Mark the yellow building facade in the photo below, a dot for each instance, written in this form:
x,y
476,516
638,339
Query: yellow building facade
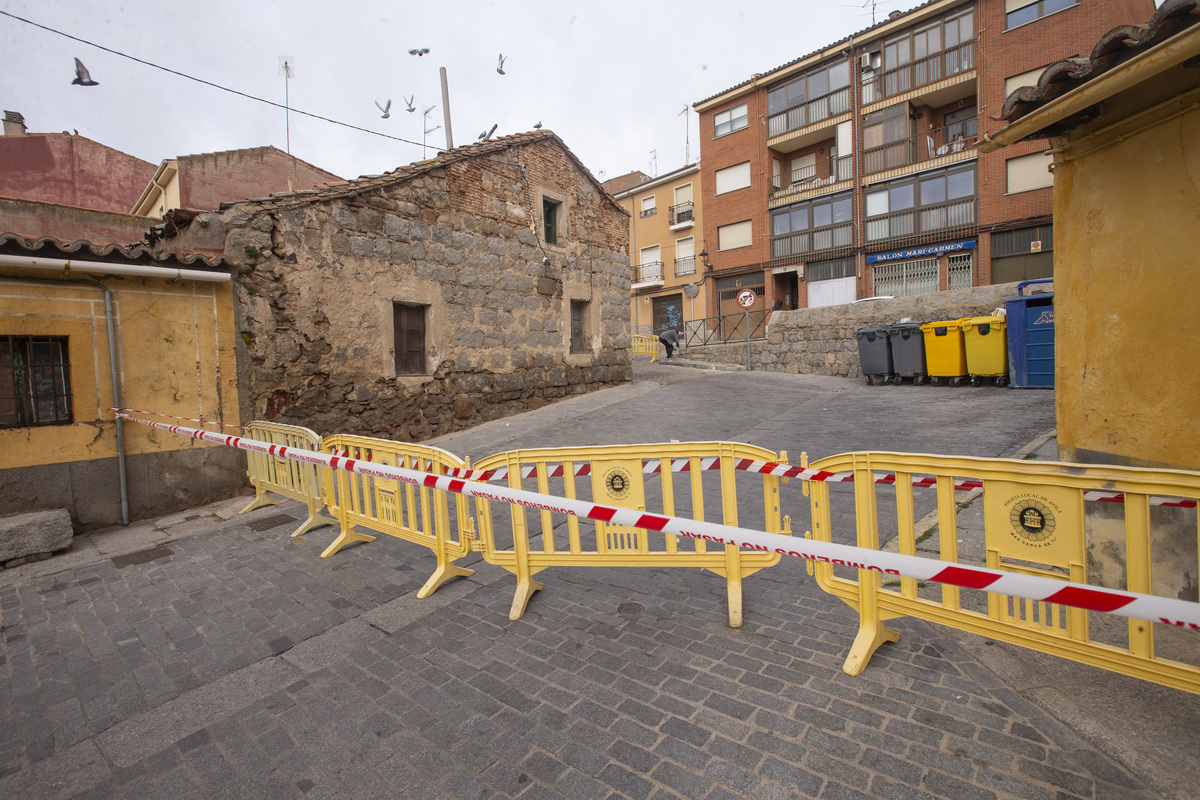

* * * * * * *

The problem:
From the listing above, return every line that contains the word "yellow".

Your response:
Mark the yellow building facade in the photo below, a dot for each instance, written in this form:
Query: yellow building facade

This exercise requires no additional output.